WHAT NEEDS TO BE DONE: Your reply is to be the lines below, exactly as written, with images omitted.

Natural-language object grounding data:
----------------------------------------

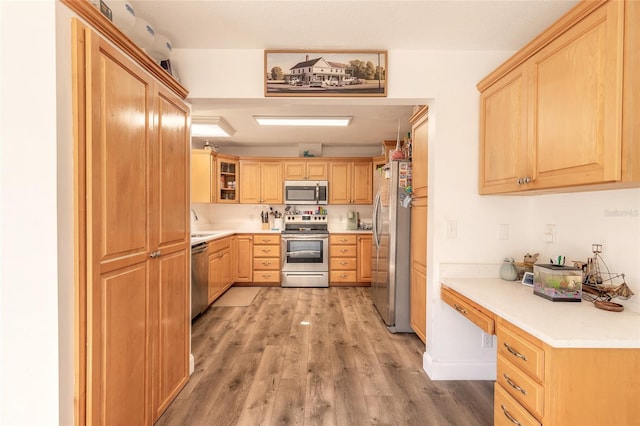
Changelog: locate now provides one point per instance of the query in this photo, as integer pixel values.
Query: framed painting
(313, 73)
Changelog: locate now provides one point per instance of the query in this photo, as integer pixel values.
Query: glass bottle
(508, 271)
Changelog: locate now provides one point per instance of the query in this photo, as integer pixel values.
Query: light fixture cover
(302, 121)
(211, 127)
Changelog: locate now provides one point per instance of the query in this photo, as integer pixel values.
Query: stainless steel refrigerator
(390, 248)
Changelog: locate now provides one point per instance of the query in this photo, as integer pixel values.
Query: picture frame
(319, 73)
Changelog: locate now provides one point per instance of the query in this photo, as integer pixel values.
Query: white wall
(29, 333)
(446, 81)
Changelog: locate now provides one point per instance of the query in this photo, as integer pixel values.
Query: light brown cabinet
(226, 179)
(364, 258)
(350, 259)
(552, 116)
(266, 259)
(202, 184)
(419, 213)
(244, 258)
(261, 182)
(418, 265)
(133, 222)
(351, 182)
(305, 170)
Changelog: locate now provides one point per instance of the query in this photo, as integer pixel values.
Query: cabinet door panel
(201, 182)
(272, 183)
(503, 134)
(172, 347)
(340, 183)
(250, 182)
(117, 181)
(362, 192)
(577, 87)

----------------------------------------

PROBLEM SOLUTION:
Changelog: locate now provides one point per instance of the query in this photo, as integer pixel values.
Query: framed painting
(313, 73)
Changelog: locate now provides one point per instance of the query in this photo, as integer pixel values.
Query: glass bottle
(508, 271)
Changelog: locate now provides one point per instance of the query in this photo, as integer pixel values.
Query: light fixture cover
(302, 121)
(211, 127)
Changelog: locate now provides one point per instance of the query in this photo, as integer pixel values.
Query: stainless steel refrigerator
(390, 248)
Changelog: locate now provides one point per instance of the query in this photo, as integer pixel values.
Query: picture frame
(319, 73)
Changelog: locate now provides one point per instance of the query in this photo, as integer pixel values.
Query: white wall
(29, 333)
(446, 81)
Changelog: locate now provides one point per instance of the query in this photo, as integer pixel values.
Query: light brown cabinet
(226, 179)
(364, 258)
(350, 259)
(552, 116)
(266, 259)
(202, 184)
(419, 213)
(244, 258)
(261, 182)
(418, 265)
(133, 222)
(351, 182)
(305, 170)
Changelog: locate now provides one point per instance of the query in this photo, as integer pixel values.
Query: cabinet door panel
(201, 182)
(272, 183)
(503, 134)
(172, 347)
(340, 183)
(250, 182)
(117, 181)
(362, 192)
(577, 87)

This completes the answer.